## Soal yang Dikerjakan
Kutip setiap baris catatan di bawah ini yang memuat kata "cookie".
==== Bahan Soal ====
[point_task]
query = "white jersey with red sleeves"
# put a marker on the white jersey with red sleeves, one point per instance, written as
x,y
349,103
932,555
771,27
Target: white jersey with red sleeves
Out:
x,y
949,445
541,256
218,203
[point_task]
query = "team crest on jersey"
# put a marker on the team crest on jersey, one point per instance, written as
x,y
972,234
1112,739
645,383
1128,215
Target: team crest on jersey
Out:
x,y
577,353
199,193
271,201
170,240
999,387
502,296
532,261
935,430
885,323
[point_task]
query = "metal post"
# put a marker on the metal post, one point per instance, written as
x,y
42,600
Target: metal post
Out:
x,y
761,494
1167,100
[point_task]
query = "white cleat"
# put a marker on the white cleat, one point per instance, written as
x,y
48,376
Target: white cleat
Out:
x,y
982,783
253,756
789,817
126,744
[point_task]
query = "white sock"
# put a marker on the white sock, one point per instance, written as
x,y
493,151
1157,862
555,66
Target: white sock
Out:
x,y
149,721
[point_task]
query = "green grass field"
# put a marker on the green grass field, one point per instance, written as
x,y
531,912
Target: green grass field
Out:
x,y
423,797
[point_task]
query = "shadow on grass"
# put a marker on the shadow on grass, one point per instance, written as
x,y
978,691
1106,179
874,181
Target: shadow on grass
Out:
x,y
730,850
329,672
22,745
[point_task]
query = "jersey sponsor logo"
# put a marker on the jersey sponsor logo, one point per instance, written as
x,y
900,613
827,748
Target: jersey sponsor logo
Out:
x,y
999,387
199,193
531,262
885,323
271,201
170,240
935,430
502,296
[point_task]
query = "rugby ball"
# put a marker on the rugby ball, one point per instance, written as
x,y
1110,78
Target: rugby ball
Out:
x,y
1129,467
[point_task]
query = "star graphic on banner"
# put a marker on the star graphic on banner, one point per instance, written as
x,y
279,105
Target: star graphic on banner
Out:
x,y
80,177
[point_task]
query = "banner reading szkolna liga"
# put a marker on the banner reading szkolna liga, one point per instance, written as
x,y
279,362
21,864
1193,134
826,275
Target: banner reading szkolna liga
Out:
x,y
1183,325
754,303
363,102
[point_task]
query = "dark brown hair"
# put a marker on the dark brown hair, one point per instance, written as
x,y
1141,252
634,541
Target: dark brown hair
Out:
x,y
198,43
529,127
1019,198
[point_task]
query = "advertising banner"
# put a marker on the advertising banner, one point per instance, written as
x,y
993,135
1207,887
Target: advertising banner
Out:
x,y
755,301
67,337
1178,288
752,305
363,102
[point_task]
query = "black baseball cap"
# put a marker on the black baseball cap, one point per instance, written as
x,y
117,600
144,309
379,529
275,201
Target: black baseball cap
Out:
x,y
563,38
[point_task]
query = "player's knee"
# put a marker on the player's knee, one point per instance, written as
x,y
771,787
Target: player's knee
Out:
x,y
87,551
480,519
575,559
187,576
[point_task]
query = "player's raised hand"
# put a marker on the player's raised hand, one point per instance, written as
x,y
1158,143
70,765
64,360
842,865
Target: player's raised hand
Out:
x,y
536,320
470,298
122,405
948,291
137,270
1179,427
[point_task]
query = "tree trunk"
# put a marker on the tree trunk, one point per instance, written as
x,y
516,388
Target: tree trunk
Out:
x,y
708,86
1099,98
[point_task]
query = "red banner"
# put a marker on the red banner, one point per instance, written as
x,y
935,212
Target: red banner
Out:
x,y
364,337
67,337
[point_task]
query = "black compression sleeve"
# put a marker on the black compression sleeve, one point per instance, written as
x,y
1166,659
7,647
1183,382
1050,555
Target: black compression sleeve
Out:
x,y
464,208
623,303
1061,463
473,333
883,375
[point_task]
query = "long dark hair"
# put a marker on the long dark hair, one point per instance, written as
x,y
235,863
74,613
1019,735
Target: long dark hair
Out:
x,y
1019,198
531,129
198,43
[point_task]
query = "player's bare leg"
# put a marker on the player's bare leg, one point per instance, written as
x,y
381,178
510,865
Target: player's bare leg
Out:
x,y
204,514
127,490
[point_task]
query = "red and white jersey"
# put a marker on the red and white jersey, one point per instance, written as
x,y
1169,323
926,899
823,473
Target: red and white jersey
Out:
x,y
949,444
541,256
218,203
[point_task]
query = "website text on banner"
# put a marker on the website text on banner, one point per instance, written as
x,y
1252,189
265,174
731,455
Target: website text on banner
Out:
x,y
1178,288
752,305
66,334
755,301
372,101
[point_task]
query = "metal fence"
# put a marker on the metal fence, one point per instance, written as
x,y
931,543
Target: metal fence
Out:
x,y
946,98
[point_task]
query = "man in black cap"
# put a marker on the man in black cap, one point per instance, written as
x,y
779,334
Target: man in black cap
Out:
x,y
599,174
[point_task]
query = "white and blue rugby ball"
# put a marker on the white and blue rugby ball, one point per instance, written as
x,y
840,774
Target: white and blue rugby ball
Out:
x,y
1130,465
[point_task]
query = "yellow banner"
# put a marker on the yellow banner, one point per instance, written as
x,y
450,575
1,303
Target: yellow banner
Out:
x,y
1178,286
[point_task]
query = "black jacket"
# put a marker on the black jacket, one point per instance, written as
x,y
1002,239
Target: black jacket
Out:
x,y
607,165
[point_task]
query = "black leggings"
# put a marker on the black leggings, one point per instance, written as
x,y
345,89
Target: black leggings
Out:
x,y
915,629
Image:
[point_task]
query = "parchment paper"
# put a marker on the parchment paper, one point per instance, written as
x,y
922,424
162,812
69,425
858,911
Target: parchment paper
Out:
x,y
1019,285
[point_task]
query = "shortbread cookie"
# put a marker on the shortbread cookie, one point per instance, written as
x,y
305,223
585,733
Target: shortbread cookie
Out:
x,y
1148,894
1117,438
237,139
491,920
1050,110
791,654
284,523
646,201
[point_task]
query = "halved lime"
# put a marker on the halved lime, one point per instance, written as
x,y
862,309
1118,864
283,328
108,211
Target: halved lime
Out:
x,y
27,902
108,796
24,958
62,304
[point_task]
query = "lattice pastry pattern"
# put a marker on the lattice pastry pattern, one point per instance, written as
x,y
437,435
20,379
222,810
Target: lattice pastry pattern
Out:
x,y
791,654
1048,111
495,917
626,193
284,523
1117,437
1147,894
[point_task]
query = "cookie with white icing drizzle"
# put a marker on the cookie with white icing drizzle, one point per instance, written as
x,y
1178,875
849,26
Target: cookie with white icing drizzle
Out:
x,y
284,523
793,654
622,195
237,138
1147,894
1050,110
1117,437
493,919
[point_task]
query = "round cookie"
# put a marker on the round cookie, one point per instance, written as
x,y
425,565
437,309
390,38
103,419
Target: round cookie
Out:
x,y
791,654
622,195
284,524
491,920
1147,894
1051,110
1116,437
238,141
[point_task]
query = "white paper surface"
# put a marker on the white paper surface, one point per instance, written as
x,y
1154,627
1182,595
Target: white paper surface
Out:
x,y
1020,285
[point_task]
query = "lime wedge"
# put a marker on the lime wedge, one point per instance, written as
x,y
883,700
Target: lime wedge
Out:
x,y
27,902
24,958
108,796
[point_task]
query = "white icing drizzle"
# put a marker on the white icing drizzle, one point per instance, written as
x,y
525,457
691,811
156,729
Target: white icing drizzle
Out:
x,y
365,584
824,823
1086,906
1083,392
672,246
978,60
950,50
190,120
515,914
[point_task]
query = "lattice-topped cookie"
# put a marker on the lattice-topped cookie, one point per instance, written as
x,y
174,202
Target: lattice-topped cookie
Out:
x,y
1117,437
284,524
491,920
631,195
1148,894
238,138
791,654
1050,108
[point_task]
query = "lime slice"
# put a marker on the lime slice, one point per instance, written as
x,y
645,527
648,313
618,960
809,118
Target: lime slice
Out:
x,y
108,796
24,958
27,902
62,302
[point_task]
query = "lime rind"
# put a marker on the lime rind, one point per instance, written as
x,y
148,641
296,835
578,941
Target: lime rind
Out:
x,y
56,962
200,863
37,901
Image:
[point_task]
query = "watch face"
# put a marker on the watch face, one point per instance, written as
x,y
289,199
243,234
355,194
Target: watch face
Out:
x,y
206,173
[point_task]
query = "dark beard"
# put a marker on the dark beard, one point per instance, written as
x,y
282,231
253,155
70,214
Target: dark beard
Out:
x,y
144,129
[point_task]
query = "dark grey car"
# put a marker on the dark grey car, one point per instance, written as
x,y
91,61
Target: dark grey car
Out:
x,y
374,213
====
## Jawaban Soal
query = "shortbread cookie"
# put a marker on the shortbread cookie, one point per instance, written as
Target: shortbread cookie
query = "cookie with white icing drizzle"
# put a marker on the cookie with white icing drizzle, one point per instance, written as
Target: cookie with white icing drizzle
query = "round cookie"
# put a marker on the round cookie, one point per instance, written as
Target: round cookie
query = "lattice-topped cookie"
# put a marker on the lattice-topped cookie, one point per instance, written as
Target: lattice-topped cookie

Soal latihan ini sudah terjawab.